AUFGABEN
a – Übersetze diesen Satz aus dem Text über den Kauf der Modulhäuser ins Englische: „Die GVS bestreitet, dass es diese telefonische Kaufanweisung je gab.“
b – Schreib den Text über den Kauf der Modulhäuser weiter, und zwar direkt im Anschluss an seinen letzten Satz.
##### TEXTAUSZUG #####
Pirna/Gera/Jena. Es geht um acht Modulhäuser, in denen bis zu 400 Menschen wohnen könnten. Diese will der Thüringer Unternehmer Wolfgang Nause im Oktober 2015 für 1,3 Millionen Euro im Auftrag der Grundstücks- und Verwaltungsgesellschaft Sächsische Schweiz (GVS) gekauft haben – einer hundertprozentigen Tochterfirma des Landkreises. Dafür hatte die GVS bereits im Monat zuvor etwas mehr als drei Millionen Euro auf ein Konto des Anwalts Ralf Weber in Neustadt an der Orla überwiesen.

Anscheinend ging man davon aus, dass es sich dabei um ein Treuhandkonto handle. Doch einen Vertrag darüber, in dem beispielsweise geregelt wäre, wer unter welchen Umständen mit welchen Befugnissen auf dieses Konto hätte zugreifen dürfen – so einen Vertrag gab es nie.

Nause will die Häuser auf einen telefonischen Zuruf des stellvertretenden GVS-Geschäftsführers Klaus Leroff gekauft haben. Noch heute stünden sie ihm zufolge gut verpackt im Norden der Niederlande. Die GVS bestreitet, dass es diese telefonische Kaufanweisung je gab. Erst im März 2016 will die GVS durch die Arbeit ihres eigenen Wirtschaftsprüfers davon erfahren haben, dass 1,3 Millionen Euro vom Treuhandkonto abgeflossen waren. Weder sei das zuvor mitgeteilt worden, noch habe es eine Mitteilung gegeben, welche Häuser Nause damit wo gekauft habe.
##### DATENSATZ #####
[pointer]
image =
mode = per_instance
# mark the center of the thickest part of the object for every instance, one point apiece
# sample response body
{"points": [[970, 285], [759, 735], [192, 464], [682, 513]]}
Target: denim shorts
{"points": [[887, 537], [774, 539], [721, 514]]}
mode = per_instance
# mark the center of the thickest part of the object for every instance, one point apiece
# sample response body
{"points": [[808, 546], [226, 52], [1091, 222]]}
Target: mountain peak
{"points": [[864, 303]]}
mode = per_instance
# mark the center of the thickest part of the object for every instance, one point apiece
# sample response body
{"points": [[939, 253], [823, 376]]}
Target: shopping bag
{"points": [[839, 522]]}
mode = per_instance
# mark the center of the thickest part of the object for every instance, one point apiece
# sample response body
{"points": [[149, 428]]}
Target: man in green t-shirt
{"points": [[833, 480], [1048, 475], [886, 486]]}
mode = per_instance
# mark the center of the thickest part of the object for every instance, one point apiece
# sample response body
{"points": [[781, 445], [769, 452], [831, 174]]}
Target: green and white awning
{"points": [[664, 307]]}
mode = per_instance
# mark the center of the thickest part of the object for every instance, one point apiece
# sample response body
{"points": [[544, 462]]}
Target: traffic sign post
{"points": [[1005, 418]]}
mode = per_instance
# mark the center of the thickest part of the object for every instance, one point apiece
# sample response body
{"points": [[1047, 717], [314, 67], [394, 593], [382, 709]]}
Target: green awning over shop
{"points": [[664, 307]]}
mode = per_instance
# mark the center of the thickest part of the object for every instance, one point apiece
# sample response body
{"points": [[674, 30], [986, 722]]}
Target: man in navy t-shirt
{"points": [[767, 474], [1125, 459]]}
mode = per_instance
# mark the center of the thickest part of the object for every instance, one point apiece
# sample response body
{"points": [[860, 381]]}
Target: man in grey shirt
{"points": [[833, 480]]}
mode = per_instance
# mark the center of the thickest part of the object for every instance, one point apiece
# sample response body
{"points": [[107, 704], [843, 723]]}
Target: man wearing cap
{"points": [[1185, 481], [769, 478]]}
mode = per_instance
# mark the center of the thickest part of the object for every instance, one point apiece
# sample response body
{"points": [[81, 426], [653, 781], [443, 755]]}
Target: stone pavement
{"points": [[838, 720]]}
#####
LÖSUNGEN
a – The GVS denies that this telephone purchase order ever existed.

b –
Seit dem Landkreis fast keine Flüchtlinge mehr zugewiesen werden, ist klar, dass der Kreis diese Modulhäuser nicht mehr braucht. Stattdessen will er das Geld zurück. Deshalb hat die GVS, vertreten durch den Heidenauer Rechtsanwalt Hans Hüsken, den Unternehmer Wolfgang Nause und den Anwalt Ralf Weber auf Rückzahlung von 1,32 Millionen Euro plus Zinsen verklagt. Dieser Klage gab das Landgericht in Gera Mitte Mai in Bezug auf Wolfgang Nause statt. Die Klage gegen den Anwalt Ralf Weber wurde hingegen abgewiesen.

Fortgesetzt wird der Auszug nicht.